Directions for this task:
Print each line below verbatim, skipping every picture.

Dataset entries:
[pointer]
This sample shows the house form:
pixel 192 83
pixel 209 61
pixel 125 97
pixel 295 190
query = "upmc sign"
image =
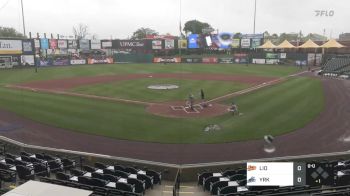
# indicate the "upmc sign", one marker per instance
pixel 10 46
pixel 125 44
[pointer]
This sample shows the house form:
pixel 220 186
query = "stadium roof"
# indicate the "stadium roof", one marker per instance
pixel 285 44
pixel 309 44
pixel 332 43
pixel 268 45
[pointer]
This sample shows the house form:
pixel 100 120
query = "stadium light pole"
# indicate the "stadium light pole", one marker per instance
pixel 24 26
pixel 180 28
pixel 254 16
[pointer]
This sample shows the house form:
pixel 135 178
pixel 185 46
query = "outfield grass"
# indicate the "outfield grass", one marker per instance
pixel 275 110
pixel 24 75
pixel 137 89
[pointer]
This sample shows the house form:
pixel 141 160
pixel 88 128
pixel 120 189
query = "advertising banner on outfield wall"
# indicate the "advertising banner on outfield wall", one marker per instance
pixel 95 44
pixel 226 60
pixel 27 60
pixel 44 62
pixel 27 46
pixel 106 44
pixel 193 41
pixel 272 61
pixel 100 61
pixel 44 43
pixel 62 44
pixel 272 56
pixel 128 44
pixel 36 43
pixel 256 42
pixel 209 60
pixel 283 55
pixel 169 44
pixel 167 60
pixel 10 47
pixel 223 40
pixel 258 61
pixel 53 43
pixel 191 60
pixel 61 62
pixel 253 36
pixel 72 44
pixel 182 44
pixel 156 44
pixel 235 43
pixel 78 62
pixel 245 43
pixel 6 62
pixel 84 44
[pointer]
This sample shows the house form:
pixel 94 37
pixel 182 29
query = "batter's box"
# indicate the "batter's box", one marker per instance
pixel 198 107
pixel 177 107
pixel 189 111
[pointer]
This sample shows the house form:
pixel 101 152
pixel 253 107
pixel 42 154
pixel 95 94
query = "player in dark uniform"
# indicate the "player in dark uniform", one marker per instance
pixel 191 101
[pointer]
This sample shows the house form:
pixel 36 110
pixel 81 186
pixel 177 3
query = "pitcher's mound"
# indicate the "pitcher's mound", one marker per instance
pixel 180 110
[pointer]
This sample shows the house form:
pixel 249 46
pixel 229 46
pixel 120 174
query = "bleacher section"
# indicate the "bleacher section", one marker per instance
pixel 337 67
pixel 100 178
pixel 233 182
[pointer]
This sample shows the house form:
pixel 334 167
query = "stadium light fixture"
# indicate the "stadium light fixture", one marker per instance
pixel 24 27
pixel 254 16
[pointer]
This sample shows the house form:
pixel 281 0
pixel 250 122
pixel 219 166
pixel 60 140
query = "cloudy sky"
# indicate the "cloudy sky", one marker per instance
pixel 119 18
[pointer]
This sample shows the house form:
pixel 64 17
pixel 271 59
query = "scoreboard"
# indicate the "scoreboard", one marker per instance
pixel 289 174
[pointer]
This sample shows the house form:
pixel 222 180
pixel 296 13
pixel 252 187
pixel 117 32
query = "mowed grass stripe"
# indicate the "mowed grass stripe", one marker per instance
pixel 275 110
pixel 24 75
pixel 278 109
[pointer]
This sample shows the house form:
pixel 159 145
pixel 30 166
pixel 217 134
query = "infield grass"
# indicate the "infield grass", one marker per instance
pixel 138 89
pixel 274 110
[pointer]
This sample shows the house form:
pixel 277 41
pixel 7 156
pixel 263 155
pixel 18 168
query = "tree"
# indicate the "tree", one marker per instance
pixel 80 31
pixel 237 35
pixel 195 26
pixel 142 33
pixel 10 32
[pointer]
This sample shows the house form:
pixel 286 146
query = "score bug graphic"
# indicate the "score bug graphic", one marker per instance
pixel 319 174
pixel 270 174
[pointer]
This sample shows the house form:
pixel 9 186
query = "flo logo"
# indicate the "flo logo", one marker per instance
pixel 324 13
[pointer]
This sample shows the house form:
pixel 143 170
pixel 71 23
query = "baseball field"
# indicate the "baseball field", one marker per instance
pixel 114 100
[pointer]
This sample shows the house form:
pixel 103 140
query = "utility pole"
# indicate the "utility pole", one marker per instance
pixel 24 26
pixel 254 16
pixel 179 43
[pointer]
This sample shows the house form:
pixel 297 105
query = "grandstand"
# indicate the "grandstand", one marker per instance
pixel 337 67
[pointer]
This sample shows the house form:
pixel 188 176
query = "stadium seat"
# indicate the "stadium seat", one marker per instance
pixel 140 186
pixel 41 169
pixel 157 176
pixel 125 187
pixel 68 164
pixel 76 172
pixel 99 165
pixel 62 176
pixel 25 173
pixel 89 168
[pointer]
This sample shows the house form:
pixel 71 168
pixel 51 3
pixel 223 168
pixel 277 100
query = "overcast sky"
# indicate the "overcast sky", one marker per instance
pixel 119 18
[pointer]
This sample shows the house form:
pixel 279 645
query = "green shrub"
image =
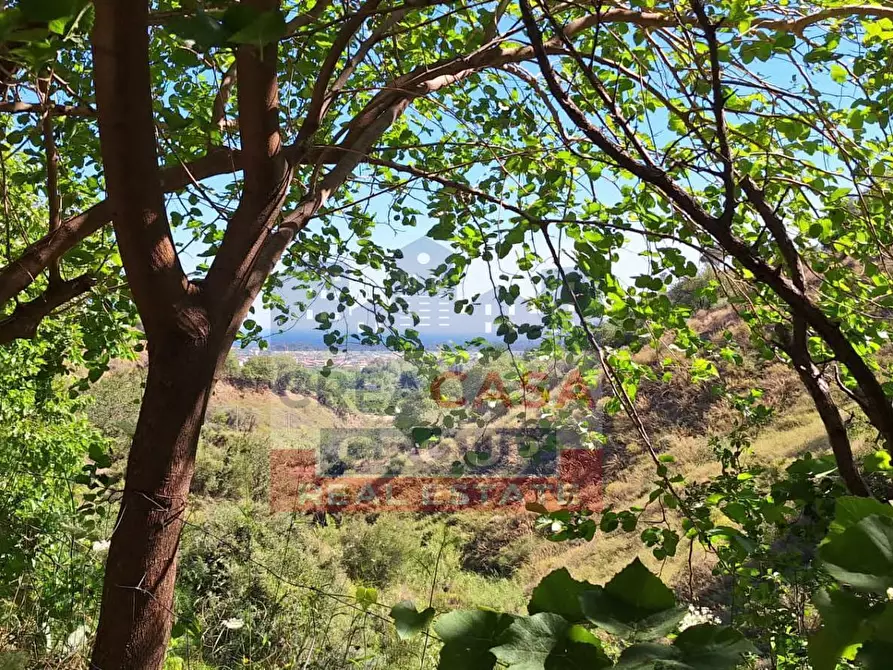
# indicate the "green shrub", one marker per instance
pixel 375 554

Your response:
[pointer]
This sample shows the house form:
pixel 192 83
pixel 209 61
pixel 125 97
pixel 295 190
query = "upmc sign"
image =
# indicate the "upmc sign", one marker per instance
pixel 10 46
pixel 125 44
[pointer]
This sample shows the house form:
pixel 220 186
query = "stadium roof"
# indicate the "stadium roof", one marker per instance
pixel 285 44
pixel 309 44
pixel 332 43
pixel 268 45
[pointer]
This sample shows the house form:
pixel 100 120
query = "stadium light pole"
# indicate the "stadium light pole", one marker per instance
pixel 24 26
pixel 180 28
pixel 254 16
[pointer]
This sample shows the house form:
pixel 135 178
pixel 185 46
query = "outfield grass"
# indicate the "outfield grass", one marker per instance
pixel 275 110
pixel 24 75
pixel 137 89
[pointer]
This sample shows the house form:
pixel 141 160
pixel 88 128
pixel 120 189
query = "advertising banner on outfield wall"
# indicate the "advertising banner on outfield wall", one marker per instance
pixel 95 44
pixel 226 60
pixel 27 60
pixel 44 62
pixel 27 46
pixel 106 44
pixel 193 41
pixel 272 61
pixel 100 61
pixel 44 43
pixel 62 44
pixel 272 56
pixel 128 44
pixel 36 43
pixel 256 42
pixel 209 60
pixel 283 55
pixel 169 44
pixel 167 60
pixel 10 47
pixel 223 40
pixel 258 61
pixel 53 43
pixel 191 60
pixel 61 62
pixel 253 36
pixel 72 44
pixel 182 44
pixel 156 44
pixel 235 43
pixel 78 62
pixel 245 43
pixel 6 62
pixel 84 44
[pointer]
This sample shows the house form:
pixel 94 37
pixel 182 29
query = "batter's box"
# indicate the "batter's box", one marker per instance
pixel 198 107
pixel 177 107
pixel 189 111
[pointer]
This sample shows the house form:
pixel 101 152
pixel 253 107
pixel 42 154
pixel 95 94
query = "player in dark uniform"
# indicate the "player in dark uniform", one marker per instance
pixel 191 101
[pointer]
This sample shows the house form:
pixel 36 110
pixel 81 186
pixel 177 3
query = "pitcher's mound"
# indicate the "pitcher's mound", one marker per instance
pixel 180 110
[pointer]
This sample shows the house form:
pixel 249 46
pixel 229 46
pixel 120 174
query = "bleacher section"
# indicate the "bleacher section", one marker per instance
pixel 337 67
pixel 100 178
pixel 233 182
[pointer]
This sample shows the house form:
pixel 334 167
query = "stadium light fixture"
# indicate the "stadium light fixture", one marker per instance
pixel 24 27
pixel 254 16
[pointer]
This sample shows the house form:
pixel 281 0
pixel 250 122
pixel 219 166
pixel 60 140
query = "cloudy sky"
# indicate the "cloudy sky", one marker per instance
pixel 119 18
[pointer]
This sample shows the house form:
pixel 64 17
pixel 271 59
query = "scoreboard"
# indicate the "scoreboard", one marker per instance
pixel 289 174
[pointer]
This sample shows the house form:
pixel 222 180
pixel 296 13
pixel 252 187
pixel 117 32
query = "mowed grass stripe"
# indicate the "mowed grass stripe", one marker per instance
pixel 275 110
pixel 24 75
pixel 278 109
[pointer]
This sample shows the house form:
pixel 159 145
pixel 30 166
pixel 217 134
query = "infield grass"
# indicate the "infield grass", one marker per instance
pixel 138 89
pixel 274 110
[pointer]
This sample shows the house form:
pixel 277 41
pixel 7 156
pixel 263 155
pixel 18 168
query = "tree"
# indicate the "tree", one marker per instance
pixel 80 31
pixel 237 35
pixel 195 26
pixel 142 33
pixel 10 32
[pointer]
This sample shows the house form:
pixel 286 146
query = "score bug graphic"
# indicate the "score bug graphic", one marker per instance
pixel 319 174
pixel 270 174
[pointer]
This sample shows the house form:
pixel 9 186
query = "flo logo"
# indicate the "flo logo", one marker per instance
pixel 324 13
[pointer]
This sample shows the house form:
pixel 143 170
pixel 71 23
query = "baseball field"
# indicate the "baseball field", one marker per instance
pixel 114 100
[pointer]
This sample shows the house form:
pixel 103 140
query = "utility pole"
# indicate the "utility pole", one marker per instance
pixel 24 26
pixel 254 16
pixel 179 43
[pointer]
This sample shows the house form:
pixel 297 105
query = "grandstand"
# indicate the "grandstand", one marker per instance
pixel 337 67
[pointer]
This sample shows the house form:
pixel 188 176
query = "stadium seat"
# indicate the "stadium seat", one marker per instance
pixel 140 186
pixel 41 169
pixel 157 176
pixel 125 187
pixel 68 164
pixel 76 172
pixel 99 165
pixel 62 176
pixel 25 173
pixel 89 168
[pointer]
This sample shows the house form:
pixel 71 168
pixel 51 3
pixel 223 168
pixel 277 100
query = "overcast sky"
# indicate the "overcast sky", one marker per instance
pixel 119 18
[pointer]
This sample shows the house form:
pixel 279 645
query = "green shrub"
image =
# indicate the "green shrub", one marker per instance
pixel 375 554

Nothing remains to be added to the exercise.